### The exercise:
Rewrite the data below, replacing every instance of "Audit note" with "Review note" and keeping everything else the same.

::: Dataset

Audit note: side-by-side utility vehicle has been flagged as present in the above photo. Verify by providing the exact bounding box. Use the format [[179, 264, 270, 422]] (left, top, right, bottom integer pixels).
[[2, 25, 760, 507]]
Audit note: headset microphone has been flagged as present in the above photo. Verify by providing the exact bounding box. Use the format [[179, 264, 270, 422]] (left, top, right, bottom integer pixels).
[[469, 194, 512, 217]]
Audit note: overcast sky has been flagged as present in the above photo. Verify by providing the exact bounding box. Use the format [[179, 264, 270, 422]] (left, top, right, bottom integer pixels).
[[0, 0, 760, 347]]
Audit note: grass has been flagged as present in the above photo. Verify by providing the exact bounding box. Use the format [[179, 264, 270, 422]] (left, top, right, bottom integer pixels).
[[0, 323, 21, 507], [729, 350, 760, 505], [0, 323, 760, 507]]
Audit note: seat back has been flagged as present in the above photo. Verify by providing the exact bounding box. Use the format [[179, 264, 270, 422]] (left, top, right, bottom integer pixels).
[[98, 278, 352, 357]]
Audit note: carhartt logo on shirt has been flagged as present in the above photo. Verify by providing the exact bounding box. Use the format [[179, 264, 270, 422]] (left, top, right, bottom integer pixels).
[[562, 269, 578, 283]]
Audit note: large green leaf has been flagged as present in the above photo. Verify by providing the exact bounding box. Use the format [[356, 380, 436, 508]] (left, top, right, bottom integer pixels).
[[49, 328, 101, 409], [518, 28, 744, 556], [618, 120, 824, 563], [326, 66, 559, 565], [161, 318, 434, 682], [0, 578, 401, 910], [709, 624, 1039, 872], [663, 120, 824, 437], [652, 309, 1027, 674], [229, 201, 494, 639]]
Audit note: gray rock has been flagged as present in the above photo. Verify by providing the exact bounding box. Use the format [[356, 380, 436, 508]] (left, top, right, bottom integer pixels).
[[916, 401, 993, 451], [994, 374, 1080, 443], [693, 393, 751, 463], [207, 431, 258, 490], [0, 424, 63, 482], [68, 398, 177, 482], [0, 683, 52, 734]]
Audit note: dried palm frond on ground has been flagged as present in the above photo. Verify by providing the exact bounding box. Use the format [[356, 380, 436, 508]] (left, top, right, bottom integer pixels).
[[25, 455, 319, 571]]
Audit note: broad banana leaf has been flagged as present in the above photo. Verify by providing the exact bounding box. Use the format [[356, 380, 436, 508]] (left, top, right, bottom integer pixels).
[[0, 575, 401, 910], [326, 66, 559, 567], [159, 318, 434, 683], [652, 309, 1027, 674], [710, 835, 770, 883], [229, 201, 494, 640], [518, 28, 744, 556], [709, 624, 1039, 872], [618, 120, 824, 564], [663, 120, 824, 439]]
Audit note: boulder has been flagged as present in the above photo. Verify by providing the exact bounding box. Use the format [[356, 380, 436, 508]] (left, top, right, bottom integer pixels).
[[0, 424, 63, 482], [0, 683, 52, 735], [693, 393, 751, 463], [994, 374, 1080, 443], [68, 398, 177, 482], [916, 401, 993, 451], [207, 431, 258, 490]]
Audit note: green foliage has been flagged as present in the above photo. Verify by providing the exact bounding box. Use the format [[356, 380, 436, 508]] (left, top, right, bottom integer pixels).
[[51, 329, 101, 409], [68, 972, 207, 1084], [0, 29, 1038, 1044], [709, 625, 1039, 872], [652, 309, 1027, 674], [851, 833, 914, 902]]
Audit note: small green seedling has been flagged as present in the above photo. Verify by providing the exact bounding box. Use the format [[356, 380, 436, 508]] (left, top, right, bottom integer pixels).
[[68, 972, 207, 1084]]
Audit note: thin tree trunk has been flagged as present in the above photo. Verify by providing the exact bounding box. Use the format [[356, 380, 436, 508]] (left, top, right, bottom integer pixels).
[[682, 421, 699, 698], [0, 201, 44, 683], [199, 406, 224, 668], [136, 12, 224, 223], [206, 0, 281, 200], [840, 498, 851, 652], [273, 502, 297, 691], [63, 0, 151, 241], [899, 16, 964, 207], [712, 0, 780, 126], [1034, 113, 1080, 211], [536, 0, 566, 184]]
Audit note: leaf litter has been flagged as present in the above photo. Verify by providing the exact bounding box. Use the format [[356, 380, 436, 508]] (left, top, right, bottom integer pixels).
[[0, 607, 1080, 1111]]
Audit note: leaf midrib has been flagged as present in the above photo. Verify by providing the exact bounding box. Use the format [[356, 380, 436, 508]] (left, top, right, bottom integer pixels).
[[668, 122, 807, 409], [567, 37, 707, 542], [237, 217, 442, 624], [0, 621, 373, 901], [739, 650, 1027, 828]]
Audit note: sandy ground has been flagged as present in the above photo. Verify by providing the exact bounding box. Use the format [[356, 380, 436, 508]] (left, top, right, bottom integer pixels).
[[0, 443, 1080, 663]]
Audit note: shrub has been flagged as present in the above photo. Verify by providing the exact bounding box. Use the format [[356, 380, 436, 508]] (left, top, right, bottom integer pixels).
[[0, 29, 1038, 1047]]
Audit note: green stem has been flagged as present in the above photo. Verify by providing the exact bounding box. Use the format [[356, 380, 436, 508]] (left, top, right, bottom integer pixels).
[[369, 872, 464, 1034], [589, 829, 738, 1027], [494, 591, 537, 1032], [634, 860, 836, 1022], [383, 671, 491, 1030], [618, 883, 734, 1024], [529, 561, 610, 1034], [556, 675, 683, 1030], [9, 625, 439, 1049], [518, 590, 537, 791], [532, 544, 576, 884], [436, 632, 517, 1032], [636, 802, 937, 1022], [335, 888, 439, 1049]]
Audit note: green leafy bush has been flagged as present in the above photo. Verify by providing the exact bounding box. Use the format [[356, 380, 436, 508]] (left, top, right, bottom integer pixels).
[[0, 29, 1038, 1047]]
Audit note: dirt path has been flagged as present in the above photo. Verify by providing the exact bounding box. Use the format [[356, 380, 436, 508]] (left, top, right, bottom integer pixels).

::::::

### Result of the task:
Review note: side-by-side utility vehicle has been flagged as present in the above photo. Verify by providing the exact bounding box. Use the format [[179, 264, 270, 422]] (left, top, right, bottom integer pixels).
[[2, 25, 760, 507]]
Review note: headset microphone has been flagged as present in the above photo. Verify by providing the exact bounding box. Use the format [[179, 264, 270, 422]] (left, top, right, bottom integer pixels).
[[469, 194, 512, 217]]
Review note: overcast sky has been flagged as present in the above photo. Verify by providing the exact bounding box. Use the format [[179, 264, 270, 422]] (left, top, right, bottom integer pixels).
[[0, 0, 760, 347]]
Review note: grass has been flagged as present in the above photo. Verify by providing the exact bounding box. Use the format [[179, 264, 270, 422]] (left, top, right, bottom integer pixels).
[[0, 323, 21, 507], [729, 350, 760, 505], [0, 323, 760, 507]]
Review note: seat back has been flagged as present in the above photo. Verify by providing the exact bounding box. Use the format [[179, 264, 270, 422]] (left, top, right, bottom integer pixels).
[[98, 278, 352, 357]]
Review note: carhartt logo on shirt has been flagged as present in the above photo. Verify by providing the exact bounding box. Use the format [[179, 264, 270, 422]] (left, top, right, bottom integer pixels).
[[562, 269, 578, 283]]
Review note: large green leaf has been flagged as present in the above photo. Verify by providing the exact bounding box. Use the format [[356, 380, 436, 508]] (left, top, right, bottom integer pixels).
[[49, 328, 101, 409], [518, 28, 744, 556], [618, 120, 824, 563], [326, 66, 559, 565], [161, 318, 434, 682], [0, 578, 401, 910], [709, 624, 1039, 872], [663, 120, 824, 437], [652, 309, 1027, 674], [229, 201, 494, 639]]
Review note: gray rock has been flagged as present in the above photo. Verify by providing the exact bounding box. Use the format [[356, 380, 436, 508]] (left, top, right, bottom integer pixels).
[[916, 401, 993, 451], [994, 374, 1080, 443], [693, 393, 751, 463], [207, 431, 258, 490], [0, 424, 63, 482], [68, 398, 177, 482], [0, 683, 52, 734]]
Review note: dried palm frond on ground has been flagged as present in the above photo. Verify by providing the exact bounding box. Use the format [[356, 380, 436, 508]] (left, top, right, bottom integer pixels).
[[25, 455, 319, 571]]
Review note: broad banana leaf has been flagged as present in the above photo. Verify by providing the exact bounding box. Use the format [[356, 380, 436, 508]] (left, top, right, bottom integer pixels).
[[0, 575, 401, 910], [326, 66, 559, 567], [159, 318, 434, 683], [652, 309, 1027, 674], [710, 835, 770, 883], [229, 201, 494, 640], [518, 28, 744, 556], [709, 624, 1039, 872], [618, 120, 824, 564], [663, 120, 824, 439]]
Review note: boulder has been flagged as present in the above photo. Verify by providing the exact bounding box. Use the format [[356, 380, 436, 508]] (left, top, right, bottom integer pixels).
[[0, 424, 63, 482], [0, 683, 52, 735], [693, 393, 751, 463], [994, 374, 1080, 443], [68, 398, 177, 482], [916, 401, 993, 451], [207, 431, 258, 490]]
Review note: green foliage has been flagged as present in the above photo. Verify by providing the exact bounding box. Use the format [[356, 380, 436, 508]] (left, top, right, bottom integer pixels).
[[51, 329, 101, 409], [68, 972, 207, 1084], [0, 29, 1038, 1044], [709, 625, 1039, 872], [652, 309, 1027, 674], [851, 833, 914, 902]]
Review note: small green seedling has been flagged as present in the above photo. Verify by providing the exact bounding box. Use the format [[356, 380, 436, 508]] (left, top, right, bottom integer pixels).
[[68, 972, 207, 1084]]
Review note: thin tree trunk has been flagged as present in the above photo. Verify by providing the exact bounding box. Use the format [[356, 380, 436, 508]] (left, top, right, bottom integer pixels).
[[682, 421, 699, 698], [0, 201, 44, 683], [199, 406, 224, 668], [136, 12, 224, 223], [206, 0, 281, 200], [840, 498, 851, 652], [273, 502, 297, 691], [63, 0, 151, 241], [899, 16, 964, 207], [712, 0, 780, 126], [1034, 113, 1080, 211], [536, 0, 566, 184]]
Review note: leaf litter has been flagged as present in the above photo. Verify by providing the exact bounding box. Use the format [[356, 380, 436, 508]] (left, top, right, bottom integer pixels).
[[0, 607, 1080, 1111]]
Review note: leaf midrib has been flagged as present in the above photo. Verify by providing the exact bounding box. Use the format [[356, 380, 436, 508]] (left, top, right, bottom integer pixels).
[[668, 122, 807, 409], [567, 37, 707, 542], [237, 217, 442, 624], [0, 621, 373, 901], [739, 650, 1027, 828]]
Review note: sandy ground has been flagged as present in the above photo. Verify by providing the exact bounding box. Use the format [[356, 380, 436, 508]] (left, top, right, bottom integer pixels).
[[0, 443, 1080, 663]]
Review note: shrub has been flagged as present in the above photo. Verify by providing the exact bounding box. Use the format [[356, 380, 436, 508]] (left, top, right, bottom integer pixels).
[[0, 29, 1038, 1047]]
Review note: green stem has been flagged as present in the above photo. Verify by providing the exact bounding box. Use the format [[356, 380, 436, 508]] (left, top, right, bottom integer pixels).
[[369, 872, 464, 1034], [589, 829, 738, 1027], [494, 591, 537, 1032], [634, 860, 836, 1022], [383, 671, 491, 1030], [618, 883, 734, 1024], [529, 561, 610, 1034], [556, 675, 683, 1030], [9, 625, 439, 1049], [518, 590, 537, 791], [532, 544, 576, 884], [436, 632, 517, 1032], [636, 802, 937, 1022], [335, 888, 439, 1049]]
Review note: green leafy bush has been flagged as present in the above photo. Verify by providing the exact bounding box. Use the format [[356, 380, 436, 508]] (left, top, right, bottom integer pixels).
[[0, 29, 1038, 1047]]
Review note: dirt path has been flagged as present in the above photo. Verify by providing the exact bounding box. Use the format [[356, 380, 436, 508]] (left, top, right, bottom integer pixels).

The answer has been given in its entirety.